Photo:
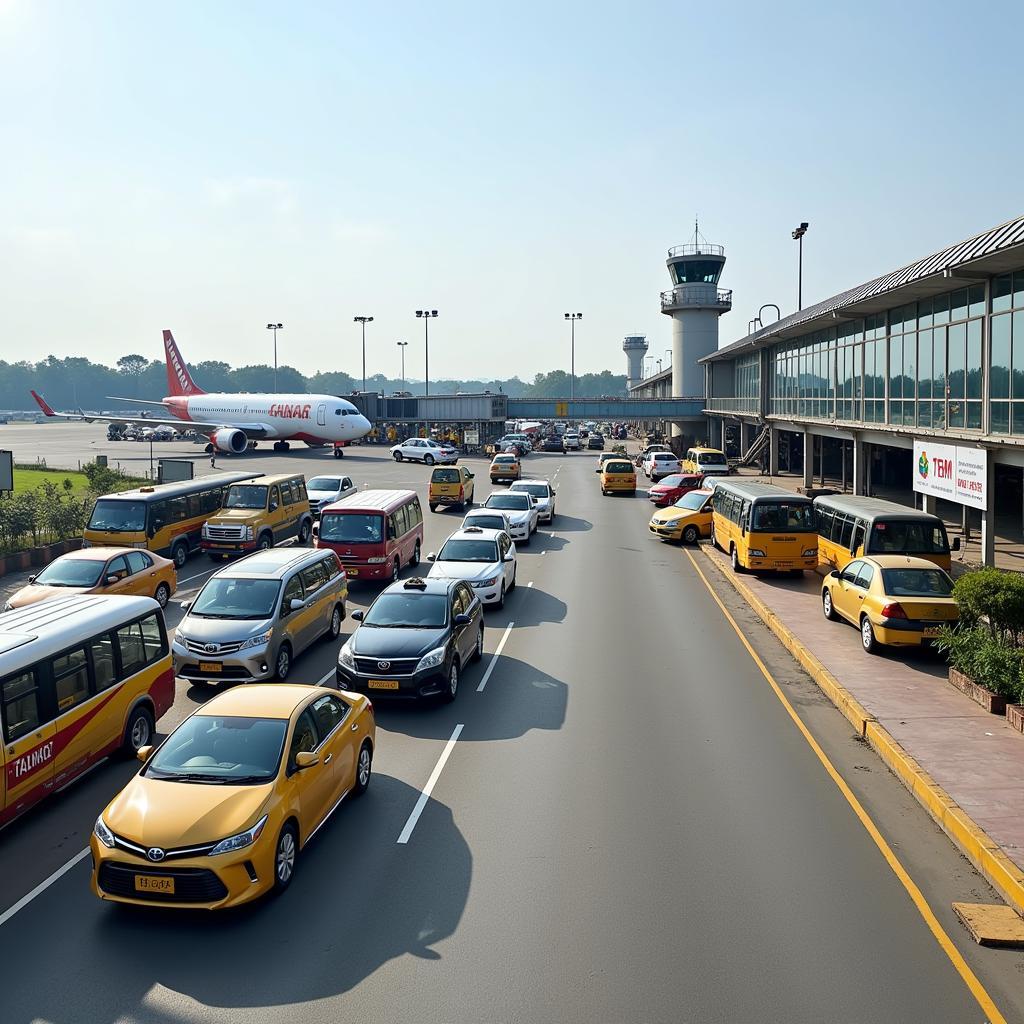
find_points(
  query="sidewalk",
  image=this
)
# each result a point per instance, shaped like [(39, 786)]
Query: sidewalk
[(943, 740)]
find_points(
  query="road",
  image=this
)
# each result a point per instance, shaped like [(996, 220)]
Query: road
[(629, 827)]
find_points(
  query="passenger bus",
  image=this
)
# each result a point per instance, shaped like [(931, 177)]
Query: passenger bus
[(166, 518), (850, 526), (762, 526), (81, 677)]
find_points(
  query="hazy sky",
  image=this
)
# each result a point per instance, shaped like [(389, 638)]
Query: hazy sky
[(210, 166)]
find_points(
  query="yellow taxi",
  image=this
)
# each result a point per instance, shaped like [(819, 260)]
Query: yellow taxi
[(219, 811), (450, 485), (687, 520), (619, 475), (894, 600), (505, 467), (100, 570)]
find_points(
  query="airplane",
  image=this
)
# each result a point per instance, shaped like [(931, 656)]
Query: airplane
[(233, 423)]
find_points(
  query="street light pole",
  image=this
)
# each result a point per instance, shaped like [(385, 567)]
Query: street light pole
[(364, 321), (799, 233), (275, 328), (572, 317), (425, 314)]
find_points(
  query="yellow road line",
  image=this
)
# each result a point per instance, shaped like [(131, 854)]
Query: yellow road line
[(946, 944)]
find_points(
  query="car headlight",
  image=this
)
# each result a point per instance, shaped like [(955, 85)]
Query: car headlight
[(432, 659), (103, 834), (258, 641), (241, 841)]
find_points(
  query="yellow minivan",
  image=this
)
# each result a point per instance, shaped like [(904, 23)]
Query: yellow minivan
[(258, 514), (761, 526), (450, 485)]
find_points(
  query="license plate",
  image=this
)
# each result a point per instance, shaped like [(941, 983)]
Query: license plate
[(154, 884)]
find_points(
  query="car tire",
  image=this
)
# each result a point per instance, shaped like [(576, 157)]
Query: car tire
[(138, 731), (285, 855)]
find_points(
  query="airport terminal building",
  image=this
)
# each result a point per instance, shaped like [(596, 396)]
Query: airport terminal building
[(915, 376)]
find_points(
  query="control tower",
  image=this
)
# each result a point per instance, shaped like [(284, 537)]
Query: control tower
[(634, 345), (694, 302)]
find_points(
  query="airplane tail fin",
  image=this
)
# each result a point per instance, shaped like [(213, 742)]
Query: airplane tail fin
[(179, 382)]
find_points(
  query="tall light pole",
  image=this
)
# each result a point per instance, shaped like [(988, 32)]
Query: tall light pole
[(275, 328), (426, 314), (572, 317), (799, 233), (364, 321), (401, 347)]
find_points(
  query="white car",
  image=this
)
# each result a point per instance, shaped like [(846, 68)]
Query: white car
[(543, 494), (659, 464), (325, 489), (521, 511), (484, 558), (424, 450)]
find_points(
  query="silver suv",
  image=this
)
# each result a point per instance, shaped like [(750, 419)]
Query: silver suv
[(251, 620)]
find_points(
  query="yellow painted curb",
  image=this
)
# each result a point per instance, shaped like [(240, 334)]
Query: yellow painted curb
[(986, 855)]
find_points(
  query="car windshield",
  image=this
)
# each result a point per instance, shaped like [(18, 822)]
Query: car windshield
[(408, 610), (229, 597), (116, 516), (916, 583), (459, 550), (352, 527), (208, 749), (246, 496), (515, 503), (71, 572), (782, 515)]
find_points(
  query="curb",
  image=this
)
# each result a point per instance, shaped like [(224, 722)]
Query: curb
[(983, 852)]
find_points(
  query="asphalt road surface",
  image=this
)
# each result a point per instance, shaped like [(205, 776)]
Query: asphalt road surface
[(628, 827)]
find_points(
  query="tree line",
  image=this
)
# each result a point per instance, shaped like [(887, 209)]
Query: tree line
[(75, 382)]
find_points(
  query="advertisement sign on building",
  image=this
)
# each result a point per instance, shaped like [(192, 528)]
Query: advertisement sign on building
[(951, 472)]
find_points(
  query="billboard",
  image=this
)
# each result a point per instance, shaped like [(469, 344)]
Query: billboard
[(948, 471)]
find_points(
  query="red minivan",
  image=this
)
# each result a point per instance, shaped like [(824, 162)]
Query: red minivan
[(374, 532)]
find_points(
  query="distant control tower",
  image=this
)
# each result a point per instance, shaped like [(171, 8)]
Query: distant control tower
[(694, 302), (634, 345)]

▶ [EXERCISE DESCRIPTION] The data above should be repeated exactly, minus any pictures.

▶ [FINAL RESULT]
Photo:
find_points(
  query="sidewalk",
  image=this
)
# each result a point per instance, shaped like [(39, 786)]
Query: sidewalk
[(943, 740)]
find_points(
  query="road",
  image=this
)
# each result a point per instance, shaped like [(996, 220)]
Query: road
[(629, 827)]
find_points(
  query="passenger bus",
  image=this
)
# each result a point per instance, shaped like [(931, 177)]
Query: passenger bus
[(166, 518), (850, 526), (762, 526), (81, 677)]
find_points(
  query="hazy sky",
  image=this
)
# each result a point per instance, shaped like [(389, 638)]
Query: hazy sky
[(210, 166)]
find_points(
  query="yellow taxi",
  image=this
)
# each result a point per instance, shaped like [(819, 260)]
Query: yellow taxi
[(219, 811), (450, 485), (687, 520), (619, 475), (894, 600), (505, 467), (100, 570)]
find_points(
  query="airplane",
  image=this
)
# each result a point per instance, shaped like [(931, 656)]
Query: airplane
[(233, 423)]
find_points(
  query="street light pole",
  image=this
)
# each result a point per instance, shaped like [(385, 567)]
Query: street light pole
[(364, 321), (799, 233), (275, 328), (572, 317), (425, 314)]
find_points(
  query="yellow road line",
  image=this
)
# each result a point per instance, shaped like [(131, 854)]
Query: yellow road line
[(946, 944)]
find_points(
  query="car headlight",
  image=this
)
# each result a point per instance, shaped like [(955, 85)]
Query: car headlight
[(432, 659), (103, 834), (258, 641), (241, 841)]
find_points(
  query="yellow minivan",
  image=this
)
# each result a point per instance, shaped like [(904, 23)]
Query: yellow minivan
[(258, 514), (761, 526), (450, 485)]
find_points(
  query="license plate",
  image=this
)
# each result a point per instance, shaped like [(941, 983)]
Query: license plate
[(154, 884)]
find_points(
  query="car tire",
  image=this
)
# each result a point per instance, shaped like [(576, 157)]
Query: car tire
[(138, 731), (285, 855)]
find_points(
  query="airport terminal building",
  image=this
)
# each result a point per instance, shaped like [(596, 396)]
Query: airport terminal building
[(915, 376)]
find_points(
  query="control tower",
  image=this
)
# each result a point per instance, shaped like [(284, 537)]
Query: control tower
[(634, 345), (694, 302)]
find_points(
  query="airplane tail fin",
  image=this
)
# each result a point per instance, shaped like [(213, 742)]
Query: airplane tail fin
[(179, 382)]
find_points(
  query="tall light pole",
  image=this
)
# each result a point per instance, shaped like [(988, 32)]
Query: tall light pole
[(275, 328), (426, 314), (572, 317), (799, 233), (364, 321), (401, 347)]
find_points(
  query="white car",
  image=this
)
# each result a point per instance, shaped like [(846, 68)]
Query: white car
[(543, 494), (659, 464), (325, 489), (521, 511), (484, 558), (424, 450)]
find_points(
  query="silver suv",
  image=this
)
# each result a point per instance, shaped like [(750, 419)]
Query: silver suv
[(251, 620)]
find_points(
  query="yellow painted curb",
  image=this
)
# each result a point per instance, shaped like [(240, 334)]
Query: yellow painted curb
[(986, 855)]
find_points(
  query="car windshield",
  image=this
)
# each result a point per instance, shaped like [(18, 822)]
Query: car windshield
[(408, 610), (229, 597), (116, 516), (916, 583), (459, 550), (352, 527), (208, 749), (246, 496), (515, 503), (71, 572), (782, 515)]
find_points(
  query="curb",
  image=this
)
# each result a point per instance, shaped like [(224, 722)]
Query: curb
[(983, 852)]
find_points(
  query="asphalt road surface",
  image=this
)
# each result a point per instance, shaped like [(205, 776)]
Query: asphalt road surface
[(628, 827)]
find_points(
  query="tree line",
  image=this
)
# each result a point per instance, shaped like [(887, 209)]
Query: tree line
[(75, 382)]
find_points(
  query="advertisement sign on building",
  image=this
)
# each result a point per instance, shaped like [(192, 528)]
Query: advertisement sign on building
[(951, 472)]
find_points(
  query="billboard",
  image=this
)
# each result a point per instance, shaped like [(469, 344)]
Query: billboard
[(948, 471)]
find_points(
  query="red minivan",
  image=this
)
# each result a point per instance, shaped like [(824, 162)]
Query: red minivan
[(374, 532)]
find_points(
  query="distant control tower",
  image=this
)
# each result a point per instance, shaped like [(171, 8)]
Query: distant control tower
[(694, 302), (634, 345)]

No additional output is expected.